--- READING TEXT ---
Apprenticeship is an ancient tradition in music. In traditional Indian and African tribal societies, the aboriginal canon of music was and is taught by mentors to students aurally through long and intensive apprenticeships, often only available to those born into the relevant social caste. In those traditions, individualism and innovation are not the goals.
Jazz music has individualism, through improvisation, at its core. Jazz has its own tradition of apprenticeship. In the literal sense this is most famously embodied in Art Blakey’s enduring Jazz Messengers ensembles through which Blakey schooled scores of now-famous jazz performers.
In a more abstract sense, it is the norm for students of jazz to focus on absorbing aurally the interpretation and improvisation styles of master musicians. In terms of desirability, to perform alongside a master is number one, followed by witnessing a performance, but more than likely the bulk of the work is done utilising recordings.
The trombone as an instrument has its own history of apprenticeship, such as in the baroque and renaissance periods, where its expressive qualities were valued so highly that trombone players were often the best-paid musicians in the court orchestra. Trombones, or their ancestors, featured heavily in sacred music, and musicians who were not born into the trade often married into it.
Belying its church origins, the trombone often takes on an animated character in jazz music, where the trombone is an expressive and particularly idiosyncratic instrument.

--- WRITTEN TASKS ---
• 1. From the entries, reproduce every line from the start through the line that contains "[[[328,3],[316,1],[317,118],[315,219],[328,218]]]", and omit the picture.
• 2. Extend the passage on apprenticeship in music beyond its final sentence.

--- PROVIDED INFORMATION ---
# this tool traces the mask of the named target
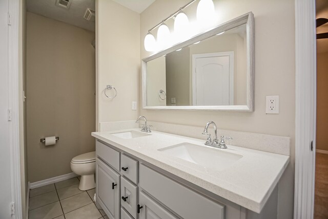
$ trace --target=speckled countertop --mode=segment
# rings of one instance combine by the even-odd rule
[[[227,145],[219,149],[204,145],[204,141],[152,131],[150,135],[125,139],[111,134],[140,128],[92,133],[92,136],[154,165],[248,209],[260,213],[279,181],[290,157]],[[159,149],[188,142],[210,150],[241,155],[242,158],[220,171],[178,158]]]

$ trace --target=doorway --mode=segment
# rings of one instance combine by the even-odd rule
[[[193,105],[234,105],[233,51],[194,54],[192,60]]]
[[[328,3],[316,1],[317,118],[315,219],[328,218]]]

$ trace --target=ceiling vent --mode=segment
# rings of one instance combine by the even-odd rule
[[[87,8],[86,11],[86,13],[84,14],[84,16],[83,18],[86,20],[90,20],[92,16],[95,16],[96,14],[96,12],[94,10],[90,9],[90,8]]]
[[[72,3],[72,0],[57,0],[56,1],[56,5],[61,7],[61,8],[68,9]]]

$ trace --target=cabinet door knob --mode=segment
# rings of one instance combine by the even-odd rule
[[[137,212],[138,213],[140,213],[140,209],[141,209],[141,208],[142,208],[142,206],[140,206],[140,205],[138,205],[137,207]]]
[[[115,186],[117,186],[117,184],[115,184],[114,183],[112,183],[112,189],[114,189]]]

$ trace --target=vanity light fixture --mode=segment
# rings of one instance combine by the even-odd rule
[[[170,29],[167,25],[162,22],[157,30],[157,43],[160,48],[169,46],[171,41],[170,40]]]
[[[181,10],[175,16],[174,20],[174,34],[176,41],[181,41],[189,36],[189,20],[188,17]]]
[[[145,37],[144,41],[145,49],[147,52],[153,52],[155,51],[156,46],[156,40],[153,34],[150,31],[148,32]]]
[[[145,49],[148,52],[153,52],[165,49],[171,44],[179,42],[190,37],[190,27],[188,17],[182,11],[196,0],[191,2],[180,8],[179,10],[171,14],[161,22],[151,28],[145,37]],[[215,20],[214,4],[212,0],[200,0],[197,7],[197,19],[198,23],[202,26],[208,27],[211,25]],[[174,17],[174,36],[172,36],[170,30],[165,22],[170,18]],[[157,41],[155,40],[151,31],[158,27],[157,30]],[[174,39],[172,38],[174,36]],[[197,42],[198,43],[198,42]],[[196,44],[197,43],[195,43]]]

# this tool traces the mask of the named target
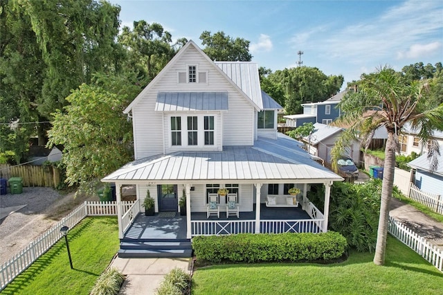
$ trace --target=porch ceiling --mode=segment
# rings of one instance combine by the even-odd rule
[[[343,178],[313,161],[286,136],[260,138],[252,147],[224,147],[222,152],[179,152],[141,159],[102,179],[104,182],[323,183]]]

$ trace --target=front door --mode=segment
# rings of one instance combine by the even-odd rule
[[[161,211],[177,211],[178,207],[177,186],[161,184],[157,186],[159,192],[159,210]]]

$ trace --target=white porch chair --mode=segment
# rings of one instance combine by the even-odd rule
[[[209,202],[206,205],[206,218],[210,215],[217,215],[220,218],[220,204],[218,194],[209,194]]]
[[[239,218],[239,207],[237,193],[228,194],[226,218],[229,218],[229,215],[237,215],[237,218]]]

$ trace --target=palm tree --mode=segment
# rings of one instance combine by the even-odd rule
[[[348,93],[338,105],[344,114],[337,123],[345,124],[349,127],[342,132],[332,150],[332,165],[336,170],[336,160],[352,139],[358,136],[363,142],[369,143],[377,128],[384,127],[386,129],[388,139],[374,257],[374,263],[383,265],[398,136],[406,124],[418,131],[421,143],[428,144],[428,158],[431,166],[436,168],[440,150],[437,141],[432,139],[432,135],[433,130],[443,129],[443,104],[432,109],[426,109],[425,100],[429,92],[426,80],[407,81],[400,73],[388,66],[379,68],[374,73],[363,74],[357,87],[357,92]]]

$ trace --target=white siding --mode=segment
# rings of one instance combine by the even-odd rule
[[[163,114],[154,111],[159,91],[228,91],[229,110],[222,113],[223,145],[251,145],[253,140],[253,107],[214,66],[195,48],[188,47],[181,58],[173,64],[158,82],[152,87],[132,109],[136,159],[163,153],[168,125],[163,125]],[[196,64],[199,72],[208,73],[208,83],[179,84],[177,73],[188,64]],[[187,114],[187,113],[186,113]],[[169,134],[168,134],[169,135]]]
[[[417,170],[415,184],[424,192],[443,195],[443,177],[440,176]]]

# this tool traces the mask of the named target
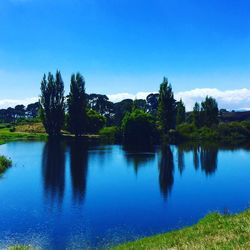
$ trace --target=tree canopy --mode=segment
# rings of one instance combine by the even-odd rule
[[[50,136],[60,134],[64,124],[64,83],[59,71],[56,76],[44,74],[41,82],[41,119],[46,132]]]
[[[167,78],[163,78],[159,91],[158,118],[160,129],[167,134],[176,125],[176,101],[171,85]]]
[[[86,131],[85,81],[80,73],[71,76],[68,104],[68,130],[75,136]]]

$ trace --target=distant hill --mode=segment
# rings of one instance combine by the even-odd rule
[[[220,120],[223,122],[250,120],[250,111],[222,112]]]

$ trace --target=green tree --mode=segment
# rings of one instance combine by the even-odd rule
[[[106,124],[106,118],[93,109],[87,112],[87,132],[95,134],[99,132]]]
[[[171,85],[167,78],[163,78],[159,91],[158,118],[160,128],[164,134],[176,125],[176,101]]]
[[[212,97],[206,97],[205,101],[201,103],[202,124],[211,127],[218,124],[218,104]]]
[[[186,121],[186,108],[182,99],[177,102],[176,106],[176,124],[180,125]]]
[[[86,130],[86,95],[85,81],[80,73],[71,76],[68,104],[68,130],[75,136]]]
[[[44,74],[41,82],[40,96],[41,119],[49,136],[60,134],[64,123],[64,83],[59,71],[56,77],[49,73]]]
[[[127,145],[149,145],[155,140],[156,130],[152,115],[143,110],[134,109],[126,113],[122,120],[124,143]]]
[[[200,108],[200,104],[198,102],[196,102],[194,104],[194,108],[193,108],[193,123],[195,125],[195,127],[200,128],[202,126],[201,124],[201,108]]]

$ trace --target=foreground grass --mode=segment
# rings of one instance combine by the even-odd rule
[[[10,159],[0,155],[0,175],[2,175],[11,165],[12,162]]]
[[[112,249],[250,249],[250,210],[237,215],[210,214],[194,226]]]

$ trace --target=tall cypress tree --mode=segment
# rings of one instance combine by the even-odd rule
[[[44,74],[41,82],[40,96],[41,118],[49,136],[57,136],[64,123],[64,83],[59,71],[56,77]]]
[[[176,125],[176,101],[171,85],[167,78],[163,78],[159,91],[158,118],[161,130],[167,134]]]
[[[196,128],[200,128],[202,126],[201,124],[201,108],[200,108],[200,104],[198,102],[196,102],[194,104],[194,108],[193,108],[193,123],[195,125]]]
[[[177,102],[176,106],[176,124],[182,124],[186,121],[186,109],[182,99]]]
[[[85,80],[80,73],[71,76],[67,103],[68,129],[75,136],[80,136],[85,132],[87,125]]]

--- ANSWER LIST ---
• 1.
# this tool traces the mask of the named target
$ trace --target=speckled countertop --mode=segment
# rings of one instance combine by the even-odd rule
[[[227,145],[219,149],[204,145],[204,141],[152,131],[150,135],[125,139],[111,134],[140,128],[92,133],[92,136],[154,165],[248,209],[260,213],[279,181],[290,157]],[[159,149],[188,142],[210,150],[241,155],[242,158],[220,171],[178,158]]]

$ trace --target=doorway --mode=segment
# rings of one instance combine by the even-odd rule
[[[193,105],[234,105],[233,51],[194,54],[192,60]]]
[[[328,3],[316,1],[317,118],[315,219],[328,218]]]

• 2.
Three Contemporary Trombonists
“But if you talk about different approaches to playing trombone playing from the early period up until now, there’s so many schools of playing because the trombone is the instrument that is – we say it, but it is – the instrument that’s closest to the human voice… Our voices are so varied and different and the trombone is the instrument that’s most capable of reproducing that.” – Wycliffe Gordon
“He makes the trombone talk, growl, mutter, moan, cry, sigh, squeal, exclaim, proclaim, and defame.” – Wynton Marsalis
Wycliffe Gordon is well respected as a modern master of jazz trombone. He grew up in the state of Georgia in the USA. The son of a classical pianist and teacher, Gordon was introduced to jazz through his family. A high profile giant of American jazz, Wynton Marsalis, handpicked Gordon to join his band after hearing him at a college workshop. In the years since Gordon has distinguished himself as a prolific and recognisable soloist and educator. Eminent jazz critic Nat Hentoff has said,
“Of all the trombonists of his generation, Mr. Gordon is abidingly immersed in the entire jazz tradition. His own playing is immediately – often exuberantly – identifiable, but on trombone, he is an authority on the styles of Jack Teagaden, Trummy Young, Al Grey, Vic Dickenson, Dicky Wells and Lawrence Brown, a longtime soloist with Duke Ellington’s orchestra.”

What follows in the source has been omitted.